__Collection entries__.

#####

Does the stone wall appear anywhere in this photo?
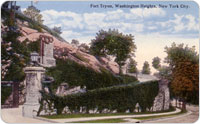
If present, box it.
[152,79,170,111]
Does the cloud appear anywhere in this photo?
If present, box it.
[41,9,83,29]
[61,31,81,38]
[157,14,199,33]
[41,8,198,43]
[130,8,166,18]
[185,14,199,31]
[21,8,26,12]
[40,8,198,73]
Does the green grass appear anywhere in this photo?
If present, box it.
[74,52,90,63]
[41,107,175,119]
[132,110,186,120]
[69,118,127,123]
[66,109,185,123]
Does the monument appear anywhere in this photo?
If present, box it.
[39,35,56,67]
[22,66,45,117]
[22,35,56,117]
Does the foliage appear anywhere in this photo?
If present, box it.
[46,59,138,90]
[28,23,42,32]
[73,52,90,63]
[90,29,137,73]
[71,39,79,46]
[1,30,40,81]
[1,9,66,42]
[79,43,90,53]
[127,58,138,73]
[41,106,174,119]
[119,74,138,84]
[41,80,159,115]
[165,43,199,104]
[152,57,161,69]
[142,61,151,74]
[157,66,172,79]
[52,26,62,34]
[1,31,29,81]
[1,86,12,104]
[23,5,43,24]
[26,39,41,53]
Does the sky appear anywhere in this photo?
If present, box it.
[16,1,199,73]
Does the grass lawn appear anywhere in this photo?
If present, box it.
[70,118,127,123]
[65,109,186,123]
[41,107,175,119]
[132,110,187,120]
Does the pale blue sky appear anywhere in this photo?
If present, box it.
[17,1,199,39]
[16,1,199,73]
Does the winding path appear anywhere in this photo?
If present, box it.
[37,108,181,123]
[142,105,199,123]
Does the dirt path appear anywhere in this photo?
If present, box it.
[143,105,199,123]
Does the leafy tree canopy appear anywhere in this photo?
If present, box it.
[52,26,62,34]
[90,29,136,73]
[152,57,161,69]
[142,61,151,74]
[127,58,138,73]
[71,39,79,46]
[165,42,198,67]
[165,42,199,104]
[23,5,43,24]
[79,43,90,53]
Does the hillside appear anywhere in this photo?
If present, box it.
[2,9,119,74]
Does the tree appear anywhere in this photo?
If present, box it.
[1,30,30,81]
[90,29,136,74]
[165,42,199,106]
[79,43,89,53]
[142,61,151,74]
[52,26,62,34]
[23,5,43,24]
[152,57,161,69]
[127,58,137,73]
[71,39,79,47]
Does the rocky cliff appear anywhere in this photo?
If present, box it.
[13,18,119,74]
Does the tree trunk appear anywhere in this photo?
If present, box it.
[182,100,186,111]
[119,66,122,75]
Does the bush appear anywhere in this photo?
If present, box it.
[28,23,42,32]
[120,74,138,84]
[1,85,12,105]
[41,80,159,115]
[46,59,138,90]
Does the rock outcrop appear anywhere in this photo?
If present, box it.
[13,20,119,74]
[56,83,86,96]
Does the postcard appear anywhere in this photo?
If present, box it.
[1,0,199,123]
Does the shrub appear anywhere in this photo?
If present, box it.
[1,85,12,104]
[46,59,138,90]
[28,23,42,32]
[41,80,159,115]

#####

__TASK BRIEF__.
Only the line with "Does the green" and those preceding it, back to the first line of the entries, should be repeated exactly, without pictures.

__EXERCISE ANSWER__.
Does the stone wall appear anywhere in this photo?
If present, box it.
[152,79,170,111]
Does the cloud appear anywhere in this photo?
If present, box it.
[41,9,83,29]
[61,31,81,38]
[157,14,199,33]
[41,8,198,43]
[130,8,166,18]
[185,14,199,31]
[21,8,26,12]
[40,8,198,73]
Does the green grass appear anywhere in this photo?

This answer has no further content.